Kaohsiung, Taiwan, Apr 25: Shrimp farming supplies a significant share of the world’s seafood. Yet, many critical decisions: how much to feed, how shrimps live and grow, and when to harvest, are still based on ad hoc experience, occasional sampling, and nighttime patrols. While digital aquaculture tools are advancing globally, many existing platforms are optimized for clear-water, surface-feeding fish species, leaving shrimp farmerswho operate in turbid ponds with bottom-dwelling, primarily nocturnal animalswithout reliable, real-time visibility.
Researchers at National Sun Yat-sen University (NSYSU), led by Professor Ing-Jer Huang, have developed an AI-powered underwater monitoring and decision-support system explicitly designed for shrimp farming in murky pond environments, where conventional visual and sensor-based tools often fall short.
Instead of relying mainly on water-quality sensors or occasional surface checks, the NSYSU system places continuous underwater visual evidence at the center of farm management. Submerged devices operate 24 hours a day, capturing vivid shrimp images even in muddy water. Artificial intelligence algorithms then quantify shrimp size, activity levels, and residual feed, transforming underwater observations into actionable indicators for feeding decisions, growth tracking, and harvest planning.
The technology has progressed beyond experimental trials. It has been deployed and validated at more than 15 aquaculture sites in Taiwan, generating over two years of continuous field data. Comparative assessments show that real-time AI-based estimates of shrimp length and weight differ from manual sampling by only 4.5–6.3%, confirming that the system performs reliably under real farming conditions.

* * * * * * * * *

• Exercise goal
According to the article on AI shrimp-pond monitoring, how much do the system's real-time estimates of shrimp length and weight differ from manual sampling?

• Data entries
* * * * * * * * *

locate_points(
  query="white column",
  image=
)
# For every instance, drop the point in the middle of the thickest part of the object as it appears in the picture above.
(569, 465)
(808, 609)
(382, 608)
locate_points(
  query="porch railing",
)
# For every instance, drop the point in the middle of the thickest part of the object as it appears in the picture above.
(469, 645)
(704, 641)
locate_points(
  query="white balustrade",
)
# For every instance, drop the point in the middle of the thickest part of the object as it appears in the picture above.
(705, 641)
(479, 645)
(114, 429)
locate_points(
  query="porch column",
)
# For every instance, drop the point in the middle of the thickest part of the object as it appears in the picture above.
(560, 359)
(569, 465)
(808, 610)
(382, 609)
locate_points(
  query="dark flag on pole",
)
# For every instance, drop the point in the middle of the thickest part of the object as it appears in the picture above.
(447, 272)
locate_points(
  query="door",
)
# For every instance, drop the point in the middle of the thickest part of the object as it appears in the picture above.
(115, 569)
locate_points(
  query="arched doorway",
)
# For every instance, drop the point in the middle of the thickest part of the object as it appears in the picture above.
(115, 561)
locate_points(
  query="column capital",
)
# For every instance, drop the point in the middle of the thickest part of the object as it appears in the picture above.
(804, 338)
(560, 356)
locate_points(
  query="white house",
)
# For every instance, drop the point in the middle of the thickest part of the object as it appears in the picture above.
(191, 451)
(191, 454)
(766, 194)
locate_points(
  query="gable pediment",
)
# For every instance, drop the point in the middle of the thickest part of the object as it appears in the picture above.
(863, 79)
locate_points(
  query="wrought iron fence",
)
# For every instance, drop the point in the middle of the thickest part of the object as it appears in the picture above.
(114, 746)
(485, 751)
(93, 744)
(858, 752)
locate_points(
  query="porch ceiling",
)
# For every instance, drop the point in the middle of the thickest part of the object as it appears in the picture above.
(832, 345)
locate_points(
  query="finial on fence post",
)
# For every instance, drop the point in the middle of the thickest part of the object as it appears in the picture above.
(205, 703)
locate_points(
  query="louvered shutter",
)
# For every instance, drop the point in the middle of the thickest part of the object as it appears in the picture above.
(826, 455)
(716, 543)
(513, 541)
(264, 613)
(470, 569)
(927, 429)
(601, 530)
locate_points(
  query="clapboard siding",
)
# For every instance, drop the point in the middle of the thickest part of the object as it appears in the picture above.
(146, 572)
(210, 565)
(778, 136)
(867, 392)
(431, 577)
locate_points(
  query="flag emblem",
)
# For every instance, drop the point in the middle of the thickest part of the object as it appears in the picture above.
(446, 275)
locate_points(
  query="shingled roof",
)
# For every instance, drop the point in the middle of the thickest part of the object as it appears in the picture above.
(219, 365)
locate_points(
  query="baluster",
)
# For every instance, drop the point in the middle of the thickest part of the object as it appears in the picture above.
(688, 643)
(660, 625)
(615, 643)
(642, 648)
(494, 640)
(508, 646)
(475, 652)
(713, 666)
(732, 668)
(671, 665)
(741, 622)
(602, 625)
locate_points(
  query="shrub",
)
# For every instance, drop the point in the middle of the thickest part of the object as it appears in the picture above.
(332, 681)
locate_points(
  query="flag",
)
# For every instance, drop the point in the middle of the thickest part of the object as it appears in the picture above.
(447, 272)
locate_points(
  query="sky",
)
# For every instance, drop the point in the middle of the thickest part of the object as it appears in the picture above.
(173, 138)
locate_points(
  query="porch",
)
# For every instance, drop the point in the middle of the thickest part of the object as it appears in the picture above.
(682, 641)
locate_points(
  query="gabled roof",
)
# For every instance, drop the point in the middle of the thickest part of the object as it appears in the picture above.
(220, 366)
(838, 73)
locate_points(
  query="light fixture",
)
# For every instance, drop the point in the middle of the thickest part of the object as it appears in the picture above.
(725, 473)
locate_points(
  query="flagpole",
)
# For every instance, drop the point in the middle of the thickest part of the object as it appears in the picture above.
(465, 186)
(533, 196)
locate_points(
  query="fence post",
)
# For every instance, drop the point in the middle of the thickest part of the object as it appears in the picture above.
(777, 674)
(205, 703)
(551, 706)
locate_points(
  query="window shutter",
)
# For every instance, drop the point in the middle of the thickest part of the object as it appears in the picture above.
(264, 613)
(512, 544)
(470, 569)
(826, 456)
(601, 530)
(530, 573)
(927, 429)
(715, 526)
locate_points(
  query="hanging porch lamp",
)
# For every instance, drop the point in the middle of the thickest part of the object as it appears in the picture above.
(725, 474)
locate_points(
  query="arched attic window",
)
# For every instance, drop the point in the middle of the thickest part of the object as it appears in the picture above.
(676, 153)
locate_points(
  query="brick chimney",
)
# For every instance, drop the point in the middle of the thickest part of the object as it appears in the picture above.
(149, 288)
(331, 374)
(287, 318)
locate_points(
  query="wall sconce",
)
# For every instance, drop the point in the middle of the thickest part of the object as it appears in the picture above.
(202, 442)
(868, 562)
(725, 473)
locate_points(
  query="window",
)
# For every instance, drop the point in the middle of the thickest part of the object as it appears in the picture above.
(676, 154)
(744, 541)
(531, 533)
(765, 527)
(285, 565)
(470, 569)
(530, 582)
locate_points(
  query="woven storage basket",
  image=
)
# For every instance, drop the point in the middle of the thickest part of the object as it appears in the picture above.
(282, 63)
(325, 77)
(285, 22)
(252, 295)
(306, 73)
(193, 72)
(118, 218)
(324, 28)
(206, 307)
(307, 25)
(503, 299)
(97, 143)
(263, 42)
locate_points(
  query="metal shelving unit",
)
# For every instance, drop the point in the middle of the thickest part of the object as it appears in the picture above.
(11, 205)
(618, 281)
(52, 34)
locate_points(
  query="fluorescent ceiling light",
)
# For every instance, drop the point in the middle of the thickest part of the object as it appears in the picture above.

* * * * * * * * *

• Response to the exercise
They differ by only 4.5–6.3%.